• _TESTO FORNITO_:
__________________________________________________

Joe Biden – preoccupato di rispettare le promesse e immunizzare cento milioni di americani nei primi cento giorni di mandato – s’era scordato di guidare una potenza globale. E così in loro assenza si son mossi Russia e Cina. Sfruttando la cannoniera Sputnik capace – secondo la rivista scientifica Lancet – di garantire una protezione pari al 91,7%, Mosca ha fatto approvare il suo vaccino in una trentina di Paesi. E nel farlo ha prestato particolare attenzione alle zone grigie dell’Ungheria, dei Balcani e a quelle secessioniste dell’Ucraina Orientale dove la credibilità europea è già in grossa crisi. La Cina, in linea con le sue mire neo-coloniali, ha, invece, stretto accordi con Ethiopian Airlines per garantire il trasporto da Shenzen ad Addis Abeba del vaccino Sinofarm con cui inonderà il Continente Nero garantendosi ulteriori vassalli africani.

__________________________________________________

• _MATERIALE FORNITO_:
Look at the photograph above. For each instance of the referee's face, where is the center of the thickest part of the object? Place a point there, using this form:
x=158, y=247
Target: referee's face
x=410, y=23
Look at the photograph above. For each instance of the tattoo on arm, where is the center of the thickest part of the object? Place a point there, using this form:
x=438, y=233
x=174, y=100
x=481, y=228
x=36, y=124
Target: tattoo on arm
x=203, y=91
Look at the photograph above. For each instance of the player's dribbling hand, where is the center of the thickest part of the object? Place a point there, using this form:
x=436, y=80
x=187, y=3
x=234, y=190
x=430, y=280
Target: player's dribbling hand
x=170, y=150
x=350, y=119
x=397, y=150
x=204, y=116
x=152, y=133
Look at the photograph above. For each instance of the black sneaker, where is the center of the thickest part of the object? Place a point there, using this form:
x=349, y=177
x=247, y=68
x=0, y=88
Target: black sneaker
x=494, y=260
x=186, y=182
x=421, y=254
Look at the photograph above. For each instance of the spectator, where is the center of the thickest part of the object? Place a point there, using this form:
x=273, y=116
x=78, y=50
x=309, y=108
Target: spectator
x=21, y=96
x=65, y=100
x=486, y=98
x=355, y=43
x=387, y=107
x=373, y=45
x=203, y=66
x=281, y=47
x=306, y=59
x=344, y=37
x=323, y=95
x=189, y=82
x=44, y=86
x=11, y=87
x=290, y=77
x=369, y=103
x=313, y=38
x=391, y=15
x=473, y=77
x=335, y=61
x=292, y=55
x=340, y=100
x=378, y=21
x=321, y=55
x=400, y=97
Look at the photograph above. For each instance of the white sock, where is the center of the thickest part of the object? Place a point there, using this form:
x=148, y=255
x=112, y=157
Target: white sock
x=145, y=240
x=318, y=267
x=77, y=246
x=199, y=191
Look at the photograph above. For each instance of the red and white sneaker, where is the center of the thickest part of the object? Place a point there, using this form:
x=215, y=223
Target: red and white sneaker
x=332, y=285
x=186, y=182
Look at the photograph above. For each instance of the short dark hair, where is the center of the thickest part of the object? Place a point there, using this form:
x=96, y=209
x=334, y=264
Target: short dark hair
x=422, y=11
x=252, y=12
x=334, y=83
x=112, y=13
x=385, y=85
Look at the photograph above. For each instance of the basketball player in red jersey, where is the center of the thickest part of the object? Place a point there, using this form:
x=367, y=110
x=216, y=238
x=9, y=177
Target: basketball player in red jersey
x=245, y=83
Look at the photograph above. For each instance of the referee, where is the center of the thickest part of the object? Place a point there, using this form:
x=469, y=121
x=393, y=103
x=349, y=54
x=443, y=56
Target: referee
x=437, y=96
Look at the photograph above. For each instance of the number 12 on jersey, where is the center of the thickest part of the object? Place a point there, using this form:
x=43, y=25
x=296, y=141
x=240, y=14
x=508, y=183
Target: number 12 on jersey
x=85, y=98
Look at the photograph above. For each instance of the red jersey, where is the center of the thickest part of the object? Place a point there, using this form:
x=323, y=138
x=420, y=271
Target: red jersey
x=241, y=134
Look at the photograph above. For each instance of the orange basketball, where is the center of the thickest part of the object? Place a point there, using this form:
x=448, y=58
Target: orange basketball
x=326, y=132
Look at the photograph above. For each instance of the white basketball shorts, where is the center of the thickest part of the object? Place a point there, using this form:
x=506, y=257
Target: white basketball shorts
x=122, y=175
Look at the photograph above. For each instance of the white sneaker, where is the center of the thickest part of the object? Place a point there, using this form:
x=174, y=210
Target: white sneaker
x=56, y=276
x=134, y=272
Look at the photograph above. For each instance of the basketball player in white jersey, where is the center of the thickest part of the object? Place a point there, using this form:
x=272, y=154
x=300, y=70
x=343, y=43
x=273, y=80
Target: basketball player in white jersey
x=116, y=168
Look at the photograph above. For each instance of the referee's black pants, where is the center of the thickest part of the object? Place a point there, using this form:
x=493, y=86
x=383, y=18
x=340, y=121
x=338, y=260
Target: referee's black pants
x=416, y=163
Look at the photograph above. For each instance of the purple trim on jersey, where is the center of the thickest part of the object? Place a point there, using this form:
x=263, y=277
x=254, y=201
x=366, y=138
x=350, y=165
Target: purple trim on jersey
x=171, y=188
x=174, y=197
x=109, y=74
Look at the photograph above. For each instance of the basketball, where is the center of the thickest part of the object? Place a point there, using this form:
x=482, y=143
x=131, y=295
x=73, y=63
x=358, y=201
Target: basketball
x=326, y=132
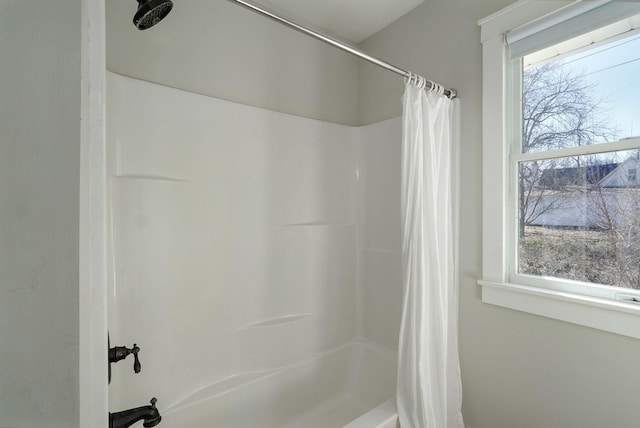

__________________________________________________

• _COSA FARE_:
Ricopia dal testo fornito tutto quello che va da "Joe Biden –" giù fino a "ulteriori vassalli africani.".

• _RISPOSTA_:
Joe Biden – preoccupato di rispettare le promesse e immunizzare cento milioni di americani nei primi cento giorni di mandato – s’era scordato di guidare una potenza globale. E così in loro assenza si son mossi Russia e Cina. Sfruttando la cannoniera Sputnik capace – secondo la rivista scientifica Lancet – di garantire una protezione pari al 91,7%, Mosca ha fatto approvare il suo vaccino in una trentina di Paesi. E nel farlo ha prestato particolare attenzione alle zone grigie dell’Ungheria, dei Balcani e a quelle secessioniste dell’Ucraina Orientale dove la credibilità europea è già in grossa crisi. La Cina, in linea con le sue mire neo-coloniali, ha, invece, stretto accordi con Ethiopian Airlines per garantire il trasporto da Shenzen ad Addis Abeba del vaccino Sinofarm con cui inonderà il Continente Nero garantendosi ulteriori vassalli africani.